-- Dataset excerpts follows --

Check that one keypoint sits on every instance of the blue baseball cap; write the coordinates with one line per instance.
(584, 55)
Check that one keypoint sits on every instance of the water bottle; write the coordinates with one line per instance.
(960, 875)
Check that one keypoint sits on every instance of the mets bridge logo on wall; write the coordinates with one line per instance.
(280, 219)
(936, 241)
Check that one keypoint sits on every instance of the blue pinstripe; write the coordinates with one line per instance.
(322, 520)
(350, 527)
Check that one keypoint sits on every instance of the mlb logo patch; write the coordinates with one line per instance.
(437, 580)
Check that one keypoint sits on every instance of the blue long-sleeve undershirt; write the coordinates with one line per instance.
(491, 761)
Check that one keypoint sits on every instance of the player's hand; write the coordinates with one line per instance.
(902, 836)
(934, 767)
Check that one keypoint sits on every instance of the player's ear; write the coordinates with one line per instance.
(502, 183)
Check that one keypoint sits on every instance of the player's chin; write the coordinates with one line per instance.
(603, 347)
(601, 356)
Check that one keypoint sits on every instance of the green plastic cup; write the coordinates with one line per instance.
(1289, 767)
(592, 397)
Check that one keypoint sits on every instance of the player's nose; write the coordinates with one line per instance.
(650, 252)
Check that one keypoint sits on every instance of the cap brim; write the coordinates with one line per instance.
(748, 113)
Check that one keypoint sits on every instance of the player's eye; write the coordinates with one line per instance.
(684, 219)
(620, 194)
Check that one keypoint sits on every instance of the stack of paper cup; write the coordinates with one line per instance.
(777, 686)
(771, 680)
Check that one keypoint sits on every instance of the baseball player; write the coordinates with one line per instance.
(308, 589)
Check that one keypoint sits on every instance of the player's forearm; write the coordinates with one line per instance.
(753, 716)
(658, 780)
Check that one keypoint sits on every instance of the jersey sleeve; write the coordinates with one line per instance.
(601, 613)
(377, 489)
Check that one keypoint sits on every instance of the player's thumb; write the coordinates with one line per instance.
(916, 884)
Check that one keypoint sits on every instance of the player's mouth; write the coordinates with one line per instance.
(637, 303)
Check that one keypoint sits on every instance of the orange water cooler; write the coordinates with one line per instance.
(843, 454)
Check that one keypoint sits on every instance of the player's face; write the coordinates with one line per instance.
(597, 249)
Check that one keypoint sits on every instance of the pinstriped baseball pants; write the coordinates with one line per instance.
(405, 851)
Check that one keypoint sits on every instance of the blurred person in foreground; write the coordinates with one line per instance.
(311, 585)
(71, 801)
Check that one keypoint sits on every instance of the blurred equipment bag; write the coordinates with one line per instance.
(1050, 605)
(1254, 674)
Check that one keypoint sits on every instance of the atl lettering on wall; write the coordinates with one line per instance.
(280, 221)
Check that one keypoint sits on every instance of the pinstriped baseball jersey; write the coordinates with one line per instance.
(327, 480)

-- Dataset excerpts concluded --

● Instructions to follow: Word for word, write out every record.

● Solved exercise:
Check that one keypoint sits on every instance of the blue baseball cap; write the coordinates with one line per instance.
(584, 55)
Check that one keypoint sits on every instance of the water bottle; write the coordinates with one line per instance.
(960, 875)
Check that one keypoint sits on every instance of the mets bridge logo on wall; write the coordinates with one line per instance.
(280, 219)
(936, 241)
Check that one keypoint sits on every instance of the blue pinstripe; write the coordinates with one line per instance.
(322, 520)
(350, 527)
Check that one keypoint sits on every instance of the mlb logo patch; write the coordinates with one line per instance.
(437, 580)
Check that one keypoint sits on every instance of the blue long-sleeve undershirt; write the coordinates with one line per instance.
(491, 761)
Check that one keypoint sits on every instance of the player's hand; write the coordinates with one line per instance.
(902, 836)
(934, 767)
Check that one keypoint sits on every instance of the player's ear; write the coordinates with one line per instance.
(502, 183)
Check that one keypoint sits on every instance of the player's chin; write the coordinates with one line per instance.
(603, 347)
(601, 356)
Check that one keypoint sits on every instance of the green plastic cup; write the coordinates with one line per instance.
(1289, 767)
(592, 397)
Check that one keypoint sits on every instance of the player's nose; write the coordinates with one line per instance.
(650, 252)
Check that one keypoint sits on every instance of the cap brim; write the coordinates with one line per instance.
(748, 113)
Check that one keypoint sits on every instance of the player's eye; write the coordinates with one line per instance.
(684, 219)
(620, 194)
Check that one keypoint sits on every instance of the stack of paper cup; write the coordinates with one line per instance.
(777, 686)
(771, 680)
Check that one keypoint sits on every instance of the baseball player; write the coordinates with one line per instance.
(308, 589)
Check that one keypoint sits on every instance of the player's forearm; write the coordinates with one line per instance.
(753, 716)
(658, 780)
Check that one keypoint sits on every instance of the jersey sleeve; write the coordinates with one line per instance.
(601, 613)
(377, 489)
Check that one keypoint sits on every instance of the player's thumb; write the coordinates with one line per instance.
(916, 884)
Check that one keypoint sits on every instance of the player's mouth; write the coordinates with one line per instance.
(637, 303)
Check that one keypoint sits on every instance of the orange water cooler; write the coordinates with one line per instance.
(843, 454)
Check that one keypoint sits on every instance of the player's face; write the coordinates with one line per instance.
(597, 249)
Check that one keypoint sits on every instance of the pinstriped baseball pants; write the coordinates with one line per instance.
(405, 851)
Check that one keypoint sits on every instance of the blurred person in foreground; write the coordinates with one line per instance.
(311, 585)
(71, 801)
Check that one keypoint sits on every instance of the blurred equipment bag; write the coordinates with one line per instance.
(1050, 605)
(1254, 674)
Check that one keypoint sits on every instance of the atl lettering on wall; write the coordinates with one line per instance.
(280, 221)
Check that one keypoint sits on every instance of the pinstriped baseball jersey; write the coordinates with one line per instance.
(327, 480)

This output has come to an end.